:: Given text
By Carlyn Meyer
In 2012, Israeli PM Netanyahu stood before the UN General Assembly with a cartoon representation of an “Iranian bomb.” It was filled with red paint (uranium) up to a thick black line representing the ‘point of no return’ where Iran could produce a nuclear bomb within a few months. Or so we were told.
If Mr. Netanyahu were to return with the same graphic this year, however, the cartoon bomb would be empty, the red paint erased or dissolved. The negotiations of the P5+1 (permanent member states of the UN Security Council plus Germany) with Iran have already accomplished more than anyone thought possible a year ago. Signed last July, the Interim Agreement required Iran to deplete or convert its store of highly enriched uranium that Mr. Netanyahu warned us about. It prescribed more intrusive inspections and put more inspectors on the ground in Iran. Essentially, Iran’s nuclear program was put on hold.
Should the Interim Agreement expire November 24 with nothing to replace it, a historic achievement for nuclear nonproliferation would be nullified. Most nuclear and nonproliferation experts believe Iran can maintain a civilian nuclear program, as the Nuclear Nonproliferation Treaty allows, with enough transparency, restrictions and oversight from UN inspectors to cut off each of several pathways it could possibly use towards producing a bomb — a bomb even US intelligence says Iran hasn’t decided to craft.
Yet fierce opposition to the resolution of this issue stems from three sources. The right-wing in Iran does not believe their country should even be talking to the West. Critics in the American Congress have tried to impose new sanction, after Iran ‘cried uncle’ and started negotiating in good faith, that would derail the deal. And Israel, which is not a signer of the NTP, believes Iran should be barred from even civilian enrichment.
::::
:: Material supplied
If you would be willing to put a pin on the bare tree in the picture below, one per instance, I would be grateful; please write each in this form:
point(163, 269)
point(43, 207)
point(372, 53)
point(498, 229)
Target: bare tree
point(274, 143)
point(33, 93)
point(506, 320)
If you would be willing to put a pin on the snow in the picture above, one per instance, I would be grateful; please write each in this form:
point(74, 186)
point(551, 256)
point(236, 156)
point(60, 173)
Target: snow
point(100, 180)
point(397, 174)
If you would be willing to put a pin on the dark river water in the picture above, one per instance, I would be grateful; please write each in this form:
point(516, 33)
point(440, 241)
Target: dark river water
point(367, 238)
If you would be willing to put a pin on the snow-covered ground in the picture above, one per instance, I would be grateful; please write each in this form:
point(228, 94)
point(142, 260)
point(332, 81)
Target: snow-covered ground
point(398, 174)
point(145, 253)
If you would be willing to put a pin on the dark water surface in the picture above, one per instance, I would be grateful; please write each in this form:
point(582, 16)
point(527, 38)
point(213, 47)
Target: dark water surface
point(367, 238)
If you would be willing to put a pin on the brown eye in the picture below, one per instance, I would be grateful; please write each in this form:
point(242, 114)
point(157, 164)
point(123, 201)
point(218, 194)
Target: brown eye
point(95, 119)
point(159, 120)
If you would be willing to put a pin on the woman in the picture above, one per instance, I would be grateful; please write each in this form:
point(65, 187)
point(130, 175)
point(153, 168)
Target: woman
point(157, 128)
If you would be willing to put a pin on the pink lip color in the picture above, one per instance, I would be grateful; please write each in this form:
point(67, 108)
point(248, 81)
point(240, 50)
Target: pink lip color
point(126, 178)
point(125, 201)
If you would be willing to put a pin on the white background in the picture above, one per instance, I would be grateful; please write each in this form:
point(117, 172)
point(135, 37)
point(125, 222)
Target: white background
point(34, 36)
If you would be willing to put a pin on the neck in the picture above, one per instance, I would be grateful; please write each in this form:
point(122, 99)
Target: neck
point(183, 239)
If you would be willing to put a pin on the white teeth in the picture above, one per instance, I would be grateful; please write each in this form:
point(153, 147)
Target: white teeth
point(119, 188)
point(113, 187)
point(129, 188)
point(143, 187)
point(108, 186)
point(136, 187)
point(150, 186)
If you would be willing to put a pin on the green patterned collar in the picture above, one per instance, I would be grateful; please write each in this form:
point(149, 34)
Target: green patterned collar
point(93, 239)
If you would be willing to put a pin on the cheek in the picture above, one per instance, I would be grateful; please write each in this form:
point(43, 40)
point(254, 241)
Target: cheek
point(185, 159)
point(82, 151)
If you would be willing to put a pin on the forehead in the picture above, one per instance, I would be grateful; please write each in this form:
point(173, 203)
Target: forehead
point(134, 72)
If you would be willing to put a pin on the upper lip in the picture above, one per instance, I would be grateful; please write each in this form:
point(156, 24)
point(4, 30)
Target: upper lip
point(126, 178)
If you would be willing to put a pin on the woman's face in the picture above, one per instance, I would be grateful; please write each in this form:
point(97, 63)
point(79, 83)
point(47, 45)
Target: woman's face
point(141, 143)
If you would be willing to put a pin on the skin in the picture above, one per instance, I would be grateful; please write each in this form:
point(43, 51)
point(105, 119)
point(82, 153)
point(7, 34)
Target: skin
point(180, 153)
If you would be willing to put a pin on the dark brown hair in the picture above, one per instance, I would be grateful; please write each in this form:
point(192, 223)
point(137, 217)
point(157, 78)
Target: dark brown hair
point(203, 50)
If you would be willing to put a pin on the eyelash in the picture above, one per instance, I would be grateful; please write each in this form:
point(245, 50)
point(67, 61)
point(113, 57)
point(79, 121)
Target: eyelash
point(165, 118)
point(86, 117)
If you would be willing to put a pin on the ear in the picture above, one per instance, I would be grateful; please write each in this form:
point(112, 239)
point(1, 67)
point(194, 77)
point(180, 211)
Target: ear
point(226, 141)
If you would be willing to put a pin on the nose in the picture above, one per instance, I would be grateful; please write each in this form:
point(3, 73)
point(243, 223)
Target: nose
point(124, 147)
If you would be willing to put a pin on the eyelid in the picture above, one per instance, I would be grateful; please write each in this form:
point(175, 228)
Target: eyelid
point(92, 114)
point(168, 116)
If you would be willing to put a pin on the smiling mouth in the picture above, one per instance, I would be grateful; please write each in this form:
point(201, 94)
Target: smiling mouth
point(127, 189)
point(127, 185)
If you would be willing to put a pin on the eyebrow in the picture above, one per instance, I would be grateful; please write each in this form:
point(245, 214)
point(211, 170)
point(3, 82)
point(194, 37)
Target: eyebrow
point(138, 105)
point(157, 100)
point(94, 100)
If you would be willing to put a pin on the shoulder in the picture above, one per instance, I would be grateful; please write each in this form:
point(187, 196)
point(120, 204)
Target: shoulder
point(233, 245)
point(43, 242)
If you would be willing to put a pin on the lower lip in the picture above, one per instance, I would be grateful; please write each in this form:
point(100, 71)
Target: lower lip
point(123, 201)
::::
• _Work request 1_: Print the part of the article on the Iran nuclear talks that starts at the words "Yet fierce opposition" and ends after the words "even civilian enrichment.".
• _Work request 2_: Write the next part of the article on the Iran nuclear talks, picking up after its final sentence.

• _Written response 1_:
Yet fierce opposition to the resolution of this issue stems from three sources. The right-wing in Iran does not believe their country should even be talking to the West. Critics in the American Congress have tried to impose new sanction, after Iran ‘cried uncle’ and started negotiating in good faith, that would derail the deal. And Israel, which is not a signer of the NTP, believes Iran should be barred from even civilian enrichment.

• _Written response 2_:
The American and Israeli critics don’t realize they are in danger of throwing the baby out with the bathwater. If a negotiated Permanent Agreement doesn’t replace the Interim accord or if the talks are not extended, Iran will resume producing highly enriched uranium. The new inspectors would leave and tighter inspector regimens would die. A historic achievement for nuclear nonproliferation would be nullified.
This does not make sense. An agreement is within reach.
The important of these talks transcends the immediate nuclear issue and gets to the heart of how we as a nation conduct foreign policy. Do we prefer one that keeps lurching towards military action far away from our shores or one that underscores diplomacy as the pillar of world cooperation, nonproliferation and peace?
Carlyn Meyer, former editor of the blog Read Between the Lines, writes on politics from her home in Chicago.